╭─ RECORDS FOR PROCESSING
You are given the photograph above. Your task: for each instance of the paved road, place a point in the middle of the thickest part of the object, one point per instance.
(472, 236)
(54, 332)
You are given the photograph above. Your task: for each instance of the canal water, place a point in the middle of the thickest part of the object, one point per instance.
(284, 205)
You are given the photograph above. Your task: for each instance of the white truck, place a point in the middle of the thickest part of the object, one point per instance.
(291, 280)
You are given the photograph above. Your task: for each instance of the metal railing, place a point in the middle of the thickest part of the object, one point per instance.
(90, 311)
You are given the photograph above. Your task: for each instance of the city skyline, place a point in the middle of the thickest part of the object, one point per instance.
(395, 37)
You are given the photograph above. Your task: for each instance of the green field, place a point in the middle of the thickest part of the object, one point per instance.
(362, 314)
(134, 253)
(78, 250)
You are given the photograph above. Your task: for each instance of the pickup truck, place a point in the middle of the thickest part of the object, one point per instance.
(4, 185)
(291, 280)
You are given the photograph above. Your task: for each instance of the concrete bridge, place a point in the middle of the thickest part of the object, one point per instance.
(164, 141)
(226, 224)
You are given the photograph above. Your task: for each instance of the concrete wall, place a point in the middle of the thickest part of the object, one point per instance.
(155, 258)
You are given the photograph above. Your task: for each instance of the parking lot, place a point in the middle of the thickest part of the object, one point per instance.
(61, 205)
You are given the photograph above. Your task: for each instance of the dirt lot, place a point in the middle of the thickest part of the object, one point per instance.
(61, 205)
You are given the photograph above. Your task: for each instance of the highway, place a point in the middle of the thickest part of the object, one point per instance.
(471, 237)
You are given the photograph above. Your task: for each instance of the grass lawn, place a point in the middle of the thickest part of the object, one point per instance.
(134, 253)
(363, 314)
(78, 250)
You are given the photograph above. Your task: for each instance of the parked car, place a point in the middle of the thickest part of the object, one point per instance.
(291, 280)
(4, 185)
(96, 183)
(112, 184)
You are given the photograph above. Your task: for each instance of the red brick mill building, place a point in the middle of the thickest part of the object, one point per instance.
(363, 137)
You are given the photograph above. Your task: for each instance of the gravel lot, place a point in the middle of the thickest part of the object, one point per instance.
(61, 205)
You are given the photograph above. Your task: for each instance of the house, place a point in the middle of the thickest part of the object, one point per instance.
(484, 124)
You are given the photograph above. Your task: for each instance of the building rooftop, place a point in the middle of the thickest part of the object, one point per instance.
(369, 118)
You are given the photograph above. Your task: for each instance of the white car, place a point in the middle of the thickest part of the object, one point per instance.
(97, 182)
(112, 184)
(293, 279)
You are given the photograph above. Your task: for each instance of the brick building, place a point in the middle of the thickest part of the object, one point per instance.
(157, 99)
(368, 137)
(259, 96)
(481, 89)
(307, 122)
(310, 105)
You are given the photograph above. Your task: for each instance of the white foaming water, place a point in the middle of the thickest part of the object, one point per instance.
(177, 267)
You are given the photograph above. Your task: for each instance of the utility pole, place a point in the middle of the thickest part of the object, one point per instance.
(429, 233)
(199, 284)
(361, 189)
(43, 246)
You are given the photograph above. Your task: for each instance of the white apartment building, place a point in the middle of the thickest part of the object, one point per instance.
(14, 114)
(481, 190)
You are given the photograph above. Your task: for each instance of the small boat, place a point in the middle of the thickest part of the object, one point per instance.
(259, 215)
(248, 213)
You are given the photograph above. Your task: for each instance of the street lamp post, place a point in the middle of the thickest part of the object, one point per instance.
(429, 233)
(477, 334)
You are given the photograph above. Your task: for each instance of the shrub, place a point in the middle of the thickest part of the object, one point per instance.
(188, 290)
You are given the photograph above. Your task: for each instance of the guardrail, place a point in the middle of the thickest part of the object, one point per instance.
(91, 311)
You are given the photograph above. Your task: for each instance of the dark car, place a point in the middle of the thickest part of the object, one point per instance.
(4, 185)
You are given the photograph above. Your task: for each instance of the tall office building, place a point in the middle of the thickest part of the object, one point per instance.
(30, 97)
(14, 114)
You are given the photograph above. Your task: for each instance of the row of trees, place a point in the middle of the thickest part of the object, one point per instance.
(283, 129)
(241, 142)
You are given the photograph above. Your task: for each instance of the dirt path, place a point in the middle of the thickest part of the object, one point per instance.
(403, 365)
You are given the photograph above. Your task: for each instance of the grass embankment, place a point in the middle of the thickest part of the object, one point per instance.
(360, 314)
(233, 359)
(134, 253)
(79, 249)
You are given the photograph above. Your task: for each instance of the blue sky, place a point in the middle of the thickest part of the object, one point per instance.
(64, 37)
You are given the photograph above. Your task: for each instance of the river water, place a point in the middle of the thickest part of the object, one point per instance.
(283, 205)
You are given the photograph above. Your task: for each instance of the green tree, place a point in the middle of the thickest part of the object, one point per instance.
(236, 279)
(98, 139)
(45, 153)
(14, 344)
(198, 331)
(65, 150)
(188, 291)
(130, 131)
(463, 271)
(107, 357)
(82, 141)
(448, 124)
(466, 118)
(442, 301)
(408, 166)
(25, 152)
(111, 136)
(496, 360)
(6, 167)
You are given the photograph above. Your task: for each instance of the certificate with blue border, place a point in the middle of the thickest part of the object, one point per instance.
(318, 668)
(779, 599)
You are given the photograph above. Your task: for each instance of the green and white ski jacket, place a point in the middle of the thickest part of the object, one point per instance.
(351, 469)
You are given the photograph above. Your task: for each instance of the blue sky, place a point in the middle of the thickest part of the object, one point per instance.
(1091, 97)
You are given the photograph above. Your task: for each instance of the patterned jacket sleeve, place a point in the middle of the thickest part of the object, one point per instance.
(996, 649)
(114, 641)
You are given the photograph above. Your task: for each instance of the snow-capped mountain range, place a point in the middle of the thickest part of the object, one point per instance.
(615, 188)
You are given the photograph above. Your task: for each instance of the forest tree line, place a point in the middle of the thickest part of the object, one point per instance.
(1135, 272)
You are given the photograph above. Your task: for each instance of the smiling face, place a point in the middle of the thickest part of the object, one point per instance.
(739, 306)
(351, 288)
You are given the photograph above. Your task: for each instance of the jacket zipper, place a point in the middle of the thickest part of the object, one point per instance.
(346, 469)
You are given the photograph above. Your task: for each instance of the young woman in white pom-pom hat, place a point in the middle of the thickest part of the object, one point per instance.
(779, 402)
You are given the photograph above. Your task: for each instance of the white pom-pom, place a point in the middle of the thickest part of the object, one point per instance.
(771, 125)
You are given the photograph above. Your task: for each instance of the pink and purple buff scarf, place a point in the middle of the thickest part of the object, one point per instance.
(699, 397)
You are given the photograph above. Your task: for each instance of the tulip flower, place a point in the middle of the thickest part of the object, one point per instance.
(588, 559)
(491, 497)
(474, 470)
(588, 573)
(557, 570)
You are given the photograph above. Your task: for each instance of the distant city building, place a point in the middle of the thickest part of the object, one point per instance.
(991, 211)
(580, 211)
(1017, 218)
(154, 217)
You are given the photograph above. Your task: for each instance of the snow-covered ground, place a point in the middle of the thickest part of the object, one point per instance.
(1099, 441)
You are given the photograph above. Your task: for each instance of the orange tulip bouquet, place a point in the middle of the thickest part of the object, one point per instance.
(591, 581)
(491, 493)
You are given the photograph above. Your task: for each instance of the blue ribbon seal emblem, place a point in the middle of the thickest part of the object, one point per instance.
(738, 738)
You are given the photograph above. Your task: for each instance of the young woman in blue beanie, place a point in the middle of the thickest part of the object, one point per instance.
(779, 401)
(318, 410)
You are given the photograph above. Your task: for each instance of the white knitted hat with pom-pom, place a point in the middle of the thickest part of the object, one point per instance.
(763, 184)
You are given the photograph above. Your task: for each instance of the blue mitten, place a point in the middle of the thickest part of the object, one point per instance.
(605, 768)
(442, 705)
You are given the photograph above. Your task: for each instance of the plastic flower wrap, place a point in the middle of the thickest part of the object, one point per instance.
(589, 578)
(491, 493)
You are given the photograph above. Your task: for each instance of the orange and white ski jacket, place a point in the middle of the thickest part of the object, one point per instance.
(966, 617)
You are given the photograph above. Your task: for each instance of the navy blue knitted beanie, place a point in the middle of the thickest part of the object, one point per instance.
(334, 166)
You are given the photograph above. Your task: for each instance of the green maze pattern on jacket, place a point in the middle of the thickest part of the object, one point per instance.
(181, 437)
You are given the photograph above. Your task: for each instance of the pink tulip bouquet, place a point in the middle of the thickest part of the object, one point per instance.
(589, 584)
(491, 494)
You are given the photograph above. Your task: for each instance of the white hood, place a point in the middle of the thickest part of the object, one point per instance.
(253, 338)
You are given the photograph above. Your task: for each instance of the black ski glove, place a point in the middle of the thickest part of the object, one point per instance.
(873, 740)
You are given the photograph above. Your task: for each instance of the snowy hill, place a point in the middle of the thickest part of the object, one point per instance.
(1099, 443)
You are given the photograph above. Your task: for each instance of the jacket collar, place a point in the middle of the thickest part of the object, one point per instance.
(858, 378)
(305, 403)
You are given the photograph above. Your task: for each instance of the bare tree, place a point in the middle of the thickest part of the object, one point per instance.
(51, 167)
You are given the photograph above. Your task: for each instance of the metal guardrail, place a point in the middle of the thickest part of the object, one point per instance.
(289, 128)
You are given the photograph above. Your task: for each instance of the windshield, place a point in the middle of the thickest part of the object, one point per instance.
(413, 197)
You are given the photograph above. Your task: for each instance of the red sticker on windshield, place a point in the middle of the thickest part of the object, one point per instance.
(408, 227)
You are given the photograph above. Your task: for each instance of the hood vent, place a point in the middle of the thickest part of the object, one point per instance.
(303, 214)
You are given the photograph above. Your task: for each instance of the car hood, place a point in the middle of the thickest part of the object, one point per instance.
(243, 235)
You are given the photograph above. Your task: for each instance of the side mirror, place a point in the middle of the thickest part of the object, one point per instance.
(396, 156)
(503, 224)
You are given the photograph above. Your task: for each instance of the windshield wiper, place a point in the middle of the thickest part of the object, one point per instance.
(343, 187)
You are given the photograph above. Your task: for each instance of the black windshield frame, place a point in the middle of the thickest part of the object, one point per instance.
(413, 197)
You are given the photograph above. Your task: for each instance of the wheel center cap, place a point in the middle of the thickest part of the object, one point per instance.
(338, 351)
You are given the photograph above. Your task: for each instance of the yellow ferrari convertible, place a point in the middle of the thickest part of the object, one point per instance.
╰─
Copy out, word for word, the stretch of the records from the line containing "of the hood" through the end of the records.

You are given the photograph above. Your task: for each instance of the hood vent, place a point in the middle of the thickest part of the object, one point per instance.
(303, 214)
You are given the photograph above. Your task: for each instance of the car hood, place a point in the middle of the thickest part of the object, one point per instance.
(243, 235)
You are given the photograph above. Your task: for each instance of the side mirror, place a point in the middle of the thickest part of the object, one point per instance.
(396, 156)
(503, 224)
You are given the photograph above. Your task: for each instance of the windshield wiper, place a point in the middle of the thickest part of the object, one point per instance.
(343, 187)
You are given the photograph above. Your task: for each instance of the black windshield frame, place a point in the middle of the thickest part of the object, one point per instance.
(413, 197)
You are given the photograph above. Your task: for each instance of the wheel center cap, place a point in the middle of the thickest part of the object, one point per instance.
(338, 351)
You are given the photograph above. Your task: for each instance of the yellow ferrari convertible, place a point in the middle of the thickest part of the object, one point per instance.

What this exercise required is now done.